• _Korte opdracht_:
Hoeveel regels hieronder bevatten het woord "striped"? Noem alleen het aantal.
━━ De regels
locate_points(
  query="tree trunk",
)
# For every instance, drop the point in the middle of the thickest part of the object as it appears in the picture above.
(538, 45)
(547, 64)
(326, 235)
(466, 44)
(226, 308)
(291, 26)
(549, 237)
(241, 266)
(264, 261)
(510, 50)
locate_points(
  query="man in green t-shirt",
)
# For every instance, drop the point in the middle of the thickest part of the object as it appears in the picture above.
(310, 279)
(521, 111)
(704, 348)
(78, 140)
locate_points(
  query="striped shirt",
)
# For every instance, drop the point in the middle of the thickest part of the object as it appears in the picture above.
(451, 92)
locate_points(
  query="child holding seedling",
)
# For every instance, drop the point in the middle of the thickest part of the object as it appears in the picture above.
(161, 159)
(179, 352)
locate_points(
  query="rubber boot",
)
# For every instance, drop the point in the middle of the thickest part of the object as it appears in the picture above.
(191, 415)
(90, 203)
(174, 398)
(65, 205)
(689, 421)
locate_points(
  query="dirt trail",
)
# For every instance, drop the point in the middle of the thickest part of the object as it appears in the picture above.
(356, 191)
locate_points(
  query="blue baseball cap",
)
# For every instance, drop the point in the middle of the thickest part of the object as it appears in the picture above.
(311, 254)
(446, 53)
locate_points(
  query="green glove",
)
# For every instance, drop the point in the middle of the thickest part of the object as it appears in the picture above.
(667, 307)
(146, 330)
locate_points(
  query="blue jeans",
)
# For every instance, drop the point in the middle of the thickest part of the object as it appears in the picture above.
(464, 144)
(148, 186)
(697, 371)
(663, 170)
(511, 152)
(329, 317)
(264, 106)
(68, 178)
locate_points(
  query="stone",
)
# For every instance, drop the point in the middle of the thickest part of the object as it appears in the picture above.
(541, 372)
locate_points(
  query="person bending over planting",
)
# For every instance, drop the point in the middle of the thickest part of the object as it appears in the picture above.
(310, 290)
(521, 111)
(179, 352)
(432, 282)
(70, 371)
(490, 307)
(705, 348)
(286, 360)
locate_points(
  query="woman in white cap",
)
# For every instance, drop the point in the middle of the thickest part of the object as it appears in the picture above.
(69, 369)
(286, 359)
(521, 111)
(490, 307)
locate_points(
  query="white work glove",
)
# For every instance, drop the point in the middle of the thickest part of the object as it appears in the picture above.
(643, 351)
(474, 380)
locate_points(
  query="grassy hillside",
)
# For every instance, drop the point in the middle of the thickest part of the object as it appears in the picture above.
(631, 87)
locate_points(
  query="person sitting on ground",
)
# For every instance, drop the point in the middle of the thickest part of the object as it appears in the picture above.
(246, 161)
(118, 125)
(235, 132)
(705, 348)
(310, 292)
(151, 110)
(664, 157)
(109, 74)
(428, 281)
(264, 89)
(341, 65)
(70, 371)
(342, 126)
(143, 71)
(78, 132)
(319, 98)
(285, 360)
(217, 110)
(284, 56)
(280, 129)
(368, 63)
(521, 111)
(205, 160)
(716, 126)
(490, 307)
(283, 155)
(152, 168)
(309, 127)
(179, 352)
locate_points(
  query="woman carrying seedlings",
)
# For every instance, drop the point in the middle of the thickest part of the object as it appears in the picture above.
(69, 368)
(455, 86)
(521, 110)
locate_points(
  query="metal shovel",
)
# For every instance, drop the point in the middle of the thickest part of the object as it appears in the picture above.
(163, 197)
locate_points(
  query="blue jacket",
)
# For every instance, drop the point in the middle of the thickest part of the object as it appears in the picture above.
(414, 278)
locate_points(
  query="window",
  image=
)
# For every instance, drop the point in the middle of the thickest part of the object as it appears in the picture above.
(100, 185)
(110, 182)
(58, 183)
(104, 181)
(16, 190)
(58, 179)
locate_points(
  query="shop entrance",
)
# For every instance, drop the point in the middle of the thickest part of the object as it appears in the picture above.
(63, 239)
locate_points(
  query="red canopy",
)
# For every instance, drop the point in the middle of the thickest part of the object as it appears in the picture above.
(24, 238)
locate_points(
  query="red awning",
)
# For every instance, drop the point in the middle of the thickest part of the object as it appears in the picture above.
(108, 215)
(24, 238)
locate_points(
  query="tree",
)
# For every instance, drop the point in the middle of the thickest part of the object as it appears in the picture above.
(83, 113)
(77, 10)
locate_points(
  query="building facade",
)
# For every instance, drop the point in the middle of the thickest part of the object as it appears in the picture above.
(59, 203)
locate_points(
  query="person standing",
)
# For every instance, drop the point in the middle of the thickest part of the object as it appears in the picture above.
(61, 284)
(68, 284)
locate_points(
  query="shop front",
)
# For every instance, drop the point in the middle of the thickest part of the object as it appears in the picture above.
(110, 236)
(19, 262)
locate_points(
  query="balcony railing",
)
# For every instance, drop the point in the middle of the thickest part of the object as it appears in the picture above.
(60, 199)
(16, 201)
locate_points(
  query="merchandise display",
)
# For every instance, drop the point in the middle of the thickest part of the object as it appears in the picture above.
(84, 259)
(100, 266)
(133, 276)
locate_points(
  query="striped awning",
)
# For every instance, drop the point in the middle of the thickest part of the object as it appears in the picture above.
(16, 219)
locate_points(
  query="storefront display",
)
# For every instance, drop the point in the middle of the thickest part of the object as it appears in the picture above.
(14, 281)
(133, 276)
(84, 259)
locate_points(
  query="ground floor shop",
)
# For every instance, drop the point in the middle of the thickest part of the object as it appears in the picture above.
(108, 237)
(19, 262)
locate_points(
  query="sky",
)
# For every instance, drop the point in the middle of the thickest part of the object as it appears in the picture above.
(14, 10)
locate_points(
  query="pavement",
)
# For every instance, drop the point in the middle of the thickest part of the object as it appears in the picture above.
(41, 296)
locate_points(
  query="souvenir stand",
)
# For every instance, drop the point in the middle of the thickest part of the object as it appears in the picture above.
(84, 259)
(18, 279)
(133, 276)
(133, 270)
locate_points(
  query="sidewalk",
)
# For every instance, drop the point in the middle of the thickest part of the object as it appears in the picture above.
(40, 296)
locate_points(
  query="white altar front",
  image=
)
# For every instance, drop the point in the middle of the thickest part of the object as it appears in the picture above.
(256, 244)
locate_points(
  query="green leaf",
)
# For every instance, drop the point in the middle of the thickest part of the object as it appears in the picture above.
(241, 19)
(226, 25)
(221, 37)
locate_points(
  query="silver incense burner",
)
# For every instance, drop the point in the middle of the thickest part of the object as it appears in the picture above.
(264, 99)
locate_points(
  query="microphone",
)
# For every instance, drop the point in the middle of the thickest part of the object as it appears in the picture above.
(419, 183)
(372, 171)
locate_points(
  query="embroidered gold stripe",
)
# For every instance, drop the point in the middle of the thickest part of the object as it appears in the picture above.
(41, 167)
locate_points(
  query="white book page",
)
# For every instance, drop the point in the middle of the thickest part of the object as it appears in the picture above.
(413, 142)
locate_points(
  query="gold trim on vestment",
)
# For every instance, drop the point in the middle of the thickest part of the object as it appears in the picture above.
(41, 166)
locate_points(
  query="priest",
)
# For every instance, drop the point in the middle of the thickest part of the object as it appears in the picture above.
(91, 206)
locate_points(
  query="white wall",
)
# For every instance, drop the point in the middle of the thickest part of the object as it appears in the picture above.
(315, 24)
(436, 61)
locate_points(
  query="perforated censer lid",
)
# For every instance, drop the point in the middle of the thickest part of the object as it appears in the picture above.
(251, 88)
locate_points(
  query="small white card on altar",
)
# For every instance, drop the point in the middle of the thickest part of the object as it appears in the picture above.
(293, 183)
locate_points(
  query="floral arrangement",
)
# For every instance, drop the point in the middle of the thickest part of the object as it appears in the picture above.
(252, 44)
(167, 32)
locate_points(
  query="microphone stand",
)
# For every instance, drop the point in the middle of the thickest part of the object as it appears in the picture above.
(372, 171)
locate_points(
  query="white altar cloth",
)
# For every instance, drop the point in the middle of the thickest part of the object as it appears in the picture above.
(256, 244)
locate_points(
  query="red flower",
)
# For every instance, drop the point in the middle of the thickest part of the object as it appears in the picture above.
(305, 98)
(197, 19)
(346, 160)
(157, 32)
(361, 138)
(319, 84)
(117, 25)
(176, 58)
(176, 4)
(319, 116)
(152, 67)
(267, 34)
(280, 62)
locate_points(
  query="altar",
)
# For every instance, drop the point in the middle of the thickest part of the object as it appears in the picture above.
━━━━
━━ De regels
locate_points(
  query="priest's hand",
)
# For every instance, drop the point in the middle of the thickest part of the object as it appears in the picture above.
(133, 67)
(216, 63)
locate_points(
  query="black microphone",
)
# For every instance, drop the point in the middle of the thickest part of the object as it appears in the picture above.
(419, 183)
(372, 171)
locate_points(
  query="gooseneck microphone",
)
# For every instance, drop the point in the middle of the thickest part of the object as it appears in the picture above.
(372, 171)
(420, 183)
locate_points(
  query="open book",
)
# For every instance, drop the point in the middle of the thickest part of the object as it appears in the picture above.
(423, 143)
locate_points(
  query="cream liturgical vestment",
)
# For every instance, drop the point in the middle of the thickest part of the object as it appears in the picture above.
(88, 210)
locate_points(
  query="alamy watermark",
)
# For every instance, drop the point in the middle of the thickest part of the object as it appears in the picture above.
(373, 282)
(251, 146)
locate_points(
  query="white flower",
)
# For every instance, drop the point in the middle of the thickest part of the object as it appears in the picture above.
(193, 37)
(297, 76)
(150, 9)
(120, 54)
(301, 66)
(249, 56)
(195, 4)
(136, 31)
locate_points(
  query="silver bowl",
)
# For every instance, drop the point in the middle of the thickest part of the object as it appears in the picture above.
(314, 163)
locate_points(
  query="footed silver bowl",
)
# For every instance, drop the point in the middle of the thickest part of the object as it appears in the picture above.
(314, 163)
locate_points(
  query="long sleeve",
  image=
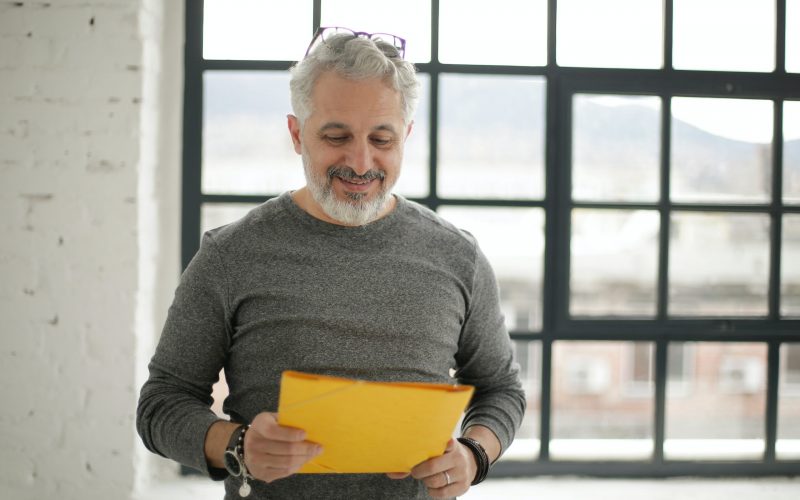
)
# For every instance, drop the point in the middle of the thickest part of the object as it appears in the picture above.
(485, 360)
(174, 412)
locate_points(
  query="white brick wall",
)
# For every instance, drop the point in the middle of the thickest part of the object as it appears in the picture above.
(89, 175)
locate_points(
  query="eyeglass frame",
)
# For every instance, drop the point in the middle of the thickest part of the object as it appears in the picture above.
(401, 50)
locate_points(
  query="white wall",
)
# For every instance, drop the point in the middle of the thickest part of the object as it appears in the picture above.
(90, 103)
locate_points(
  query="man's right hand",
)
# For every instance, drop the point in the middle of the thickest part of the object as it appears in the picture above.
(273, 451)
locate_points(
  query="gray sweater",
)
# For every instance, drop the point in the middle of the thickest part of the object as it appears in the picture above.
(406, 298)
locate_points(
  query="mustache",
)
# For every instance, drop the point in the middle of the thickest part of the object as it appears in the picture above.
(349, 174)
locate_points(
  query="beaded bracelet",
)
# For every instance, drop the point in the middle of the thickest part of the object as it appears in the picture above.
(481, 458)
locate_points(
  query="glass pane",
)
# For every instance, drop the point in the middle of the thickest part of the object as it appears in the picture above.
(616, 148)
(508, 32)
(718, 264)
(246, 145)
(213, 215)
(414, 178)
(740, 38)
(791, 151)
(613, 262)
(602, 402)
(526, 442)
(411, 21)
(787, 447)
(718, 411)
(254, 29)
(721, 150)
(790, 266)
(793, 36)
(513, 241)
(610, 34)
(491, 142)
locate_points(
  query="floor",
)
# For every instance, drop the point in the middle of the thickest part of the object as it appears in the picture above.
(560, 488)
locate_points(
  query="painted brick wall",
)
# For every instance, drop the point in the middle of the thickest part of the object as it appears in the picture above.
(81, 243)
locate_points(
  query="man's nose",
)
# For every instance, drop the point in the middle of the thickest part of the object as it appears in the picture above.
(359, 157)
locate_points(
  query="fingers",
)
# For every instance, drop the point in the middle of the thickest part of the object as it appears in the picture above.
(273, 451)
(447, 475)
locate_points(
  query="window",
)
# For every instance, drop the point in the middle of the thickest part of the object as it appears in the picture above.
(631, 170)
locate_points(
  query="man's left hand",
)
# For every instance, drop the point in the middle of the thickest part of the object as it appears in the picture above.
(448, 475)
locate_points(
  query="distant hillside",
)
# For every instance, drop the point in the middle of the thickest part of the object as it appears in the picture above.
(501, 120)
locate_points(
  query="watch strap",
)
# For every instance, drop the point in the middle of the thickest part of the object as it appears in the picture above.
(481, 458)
━━━━
• _Volledig antwoord_:
2